<<<<

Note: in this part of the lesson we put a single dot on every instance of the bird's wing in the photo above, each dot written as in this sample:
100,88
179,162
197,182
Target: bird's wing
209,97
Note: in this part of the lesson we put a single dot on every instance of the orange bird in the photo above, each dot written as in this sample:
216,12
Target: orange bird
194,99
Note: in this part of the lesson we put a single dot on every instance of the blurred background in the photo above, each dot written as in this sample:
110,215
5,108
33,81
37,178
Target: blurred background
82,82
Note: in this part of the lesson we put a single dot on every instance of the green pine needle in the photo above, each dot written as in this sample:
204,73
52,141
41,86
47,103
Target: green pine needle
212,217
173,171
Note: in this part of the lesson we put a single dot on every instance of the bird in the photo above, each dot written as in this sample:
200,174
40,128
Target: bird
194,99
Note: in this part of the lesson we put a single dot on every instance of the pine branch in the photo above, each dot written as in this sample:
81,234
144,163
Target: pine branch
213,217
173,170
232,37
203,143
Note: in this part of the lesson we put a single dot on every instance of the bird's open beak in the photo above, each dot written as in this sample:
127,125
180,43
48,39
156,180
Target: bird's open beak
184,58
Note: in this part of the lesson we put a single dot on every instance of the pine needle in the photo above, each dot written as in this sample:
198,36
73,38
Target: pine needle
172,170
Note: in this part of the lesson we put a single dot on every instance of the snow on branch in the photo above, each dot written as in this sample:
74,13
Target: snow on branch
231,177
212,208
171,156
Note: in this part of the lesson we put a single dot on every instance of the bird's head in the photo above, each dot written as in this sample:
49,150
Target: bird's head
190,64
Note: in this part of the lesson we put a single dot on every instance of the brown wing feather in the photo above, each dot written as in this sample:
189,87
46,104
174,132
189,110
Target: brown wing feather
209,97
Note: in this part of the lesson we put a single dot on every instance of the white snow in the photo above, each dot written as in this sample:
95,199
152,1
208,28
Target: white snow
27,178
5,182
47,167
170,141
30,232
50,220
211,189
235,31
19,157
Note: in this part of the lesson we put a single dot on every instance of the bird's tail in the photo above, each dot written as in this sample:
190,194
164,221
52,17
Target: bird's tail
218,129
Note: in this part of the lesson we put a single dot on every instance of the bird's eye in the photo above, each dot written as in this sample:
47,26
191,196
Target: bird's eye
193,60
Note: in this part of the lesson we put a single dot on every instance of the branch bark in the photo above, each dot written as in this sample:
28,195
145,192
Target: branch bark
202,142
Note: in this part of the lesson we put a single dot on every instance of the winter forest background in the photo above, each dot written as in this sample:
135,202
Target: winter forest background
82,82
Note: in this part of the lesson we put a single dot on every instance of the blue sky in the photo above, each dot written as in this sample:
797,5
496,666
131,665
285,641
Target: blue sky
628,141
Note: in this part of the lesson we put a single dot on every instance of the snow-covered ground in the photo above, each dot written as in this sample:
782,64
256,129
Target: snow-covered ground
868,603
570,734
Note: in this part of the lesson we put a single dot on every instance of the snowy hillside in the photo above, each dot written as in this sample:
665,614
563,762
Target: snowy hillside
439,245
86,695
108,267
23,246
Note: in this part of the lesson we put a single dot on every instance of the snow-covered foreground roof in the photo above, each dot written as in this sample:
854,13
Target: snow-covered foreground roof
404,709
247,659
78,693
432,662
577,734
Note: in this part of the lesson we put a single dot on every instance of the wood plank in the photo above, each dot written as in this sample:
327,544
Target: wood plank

>>>>

__TASK OBJECTIVE__
Please work out how many lines of the listing contain the string "plank", and answer with the number only.

__RESPONSE TO THIS EXERCISE__
2